GIVEN TASK A:
In the excerpt about Ennis-Hill's return to training, which competition does she call her main aim?

TEXT EXCERPT:
• • • • • • •
The 28-year-old Sheffield woman won gold at London 2012 but missed the Moscow World Championships the following year due to injury and sat out the entire 2014 season due to the birth of son Reggie, who arrived in July.

But she is now back in full training and is aiming to get back up to speed to compete in Beijing next summer.

“It’s amazing being a mum,” she told Sky Sports News HQ.

“I’m loving every minute of it and it’s great now I can get back on the track. It’s definitely a busy time ahead, with lots to juggle.

“At the moment it’s just about taking small steps but I’m hoping to compete again next summer. The World Championships in Beijing is a realistic aim and would be great.

“But the main aim is the Rio Olympics, that’s where I want to be back at the top of my game.”

Kim Clijsters won the Australian Open title just 18 months after giving birth to her first child and Jo Pavey claimed European gold in the 10,000 metres this summer just 10 months after having her second.

And while Ennis-Hill admits she will have to manage her body carefully, she describes the prospect of returning to win a second gold after having a child as a ‘fairy tale’.

“I’m hoping to get a really good qualifying score for the Rio Games and take it from there, but I’m not pushing things too soon,” she said.

“There are lots of things to be careful about. My body has been through so much so it’s all about taking small steps and listening to my physio Alison Rose.

“Even though I was training during my pregnancy it was nowhere near the level I’m training at now. It’s about doing the rehab stuff and building back up as strong as I can. It’s a bit like getting back on a bike again.

“But it would be incredible to be able to step away from my sport, have a baby, and then come back to win another Olympic gold medal - it would be a fairy tale.”
• • • • • • •
[Point annotation entries]

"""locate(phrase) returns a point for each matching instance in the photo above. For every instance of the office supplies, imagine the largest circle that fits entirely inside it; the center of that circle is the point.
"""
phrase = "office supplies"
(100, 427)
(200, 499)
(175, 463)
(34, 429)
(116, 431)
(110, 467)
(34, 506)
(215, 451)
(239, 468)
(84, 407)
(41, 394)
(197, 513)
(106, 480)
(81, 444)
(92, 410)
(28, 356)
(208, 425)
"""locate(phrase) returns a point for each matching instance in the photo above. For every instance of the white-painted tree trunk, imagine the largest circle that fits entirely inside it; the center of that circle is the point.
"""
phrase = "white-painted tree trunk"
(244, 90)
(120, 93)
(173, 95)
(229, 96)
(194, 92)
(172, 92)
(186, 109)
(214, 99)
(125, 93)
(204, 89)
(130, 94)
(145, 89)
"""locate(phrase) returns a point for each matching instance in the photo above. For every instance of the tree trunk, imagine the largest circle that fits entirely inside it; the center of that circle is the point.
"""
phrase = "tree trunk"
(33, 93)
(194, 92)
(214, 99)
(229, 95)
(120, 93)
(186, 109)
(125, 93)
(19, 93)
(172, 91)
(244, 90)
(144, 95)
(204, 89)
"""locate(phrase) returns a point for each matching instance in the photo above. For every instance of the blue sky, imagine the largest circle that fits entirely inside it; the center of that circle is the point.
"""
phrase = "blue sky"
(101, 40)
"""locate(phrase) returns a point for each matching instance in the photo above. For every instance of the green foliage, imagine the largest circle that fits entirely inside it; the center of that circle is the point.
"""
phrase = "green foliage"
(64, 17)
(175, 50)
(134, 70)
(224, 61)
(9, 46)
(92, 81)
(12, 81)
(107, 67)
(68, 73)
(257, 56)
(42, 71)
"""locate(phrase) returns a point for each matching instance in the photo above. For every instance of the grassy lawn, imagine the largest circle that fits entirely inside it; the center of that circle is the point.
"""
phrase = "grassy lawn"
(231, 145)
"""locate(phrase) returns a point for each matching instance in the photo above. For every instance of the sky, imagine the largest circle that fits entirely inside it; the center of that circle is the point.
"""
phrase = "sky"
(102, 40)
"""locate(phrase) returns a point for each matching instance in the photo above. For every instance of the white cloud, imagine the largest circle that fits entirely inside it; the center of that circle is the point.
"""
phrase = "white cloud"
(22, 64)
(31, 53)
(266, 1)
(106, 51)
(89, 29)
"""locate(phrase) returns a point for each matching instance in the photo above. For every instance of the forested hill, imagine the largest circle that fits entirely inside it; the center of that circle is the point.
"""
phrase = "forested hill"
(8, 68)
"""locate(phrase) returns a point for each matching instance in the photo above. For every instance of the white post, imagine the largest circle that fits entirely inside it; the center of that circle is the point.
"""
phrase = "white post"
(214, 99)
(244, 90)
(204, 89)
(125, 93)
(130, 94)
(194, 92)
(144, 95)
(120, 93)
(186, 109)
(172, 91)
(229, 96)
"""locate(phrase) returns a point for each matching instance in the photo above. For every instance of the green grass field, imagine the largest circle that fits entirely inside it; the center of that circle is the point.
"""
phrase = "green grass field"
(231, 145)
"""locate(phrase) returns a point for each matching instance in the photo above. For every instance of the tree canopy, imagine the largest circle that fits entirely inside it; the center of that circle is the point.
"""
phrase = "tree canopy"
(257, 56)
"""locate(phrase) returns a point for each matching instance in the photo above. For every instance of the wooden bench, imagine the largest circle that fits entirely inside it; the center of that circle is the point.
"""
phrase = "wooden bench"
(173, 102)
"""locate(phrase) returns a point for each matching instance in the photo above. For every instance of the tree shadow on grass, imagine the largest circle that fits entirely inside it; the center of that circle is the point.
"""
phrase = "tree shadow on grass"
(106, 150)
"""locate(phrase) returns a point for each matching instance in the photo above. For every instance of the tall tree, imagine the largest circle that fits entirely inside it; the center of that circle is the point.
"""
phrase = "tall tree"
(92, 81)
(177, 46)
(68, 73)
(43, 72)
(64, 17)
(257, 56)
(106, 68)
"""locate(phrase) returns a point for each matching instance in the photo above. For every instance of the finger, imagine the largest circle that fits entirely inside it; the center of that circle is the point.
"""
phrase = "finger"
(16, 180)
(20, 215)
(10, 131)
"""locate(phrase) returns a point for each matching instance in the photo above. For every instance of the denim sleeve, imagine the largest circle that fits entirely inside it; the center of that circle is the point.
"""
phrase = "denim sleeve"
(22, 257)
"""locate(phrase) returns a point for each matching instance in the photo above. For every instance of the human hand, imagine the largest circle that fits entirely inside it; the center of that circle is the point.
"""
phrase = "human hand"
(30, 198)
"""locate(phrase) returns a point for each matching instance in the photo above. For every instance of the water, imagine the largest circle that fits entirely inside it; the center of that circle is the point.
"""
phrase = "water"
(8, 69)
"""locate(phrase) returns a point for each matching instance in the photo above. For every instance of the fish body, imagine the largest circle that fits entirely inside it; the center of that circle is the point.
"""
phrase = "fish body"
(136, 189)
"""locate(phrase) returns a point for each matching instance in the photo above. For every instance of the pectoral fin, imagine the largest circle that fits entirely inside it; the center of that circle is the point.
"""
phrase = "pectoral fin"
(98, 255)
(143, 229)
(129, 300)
• • • • • • •
GIVEN TASK B:
Rewrite the entries from the line containing "of the pectoral" through the end of the entries, replacing "pectoral fin" with "side fin" and leaving everything else unchanged.

ANSWER A:
The Rio Olympics.

ANSWER B:
"""locate(phrase) returns a point for each matching instance in the photo above. For every instance of the side fin, imagine the largest circle that fits entirely inside it; the center of that circle is the point.
"""
phrase = "side fin"
(98, 255)
(143, 229)
(129, 300)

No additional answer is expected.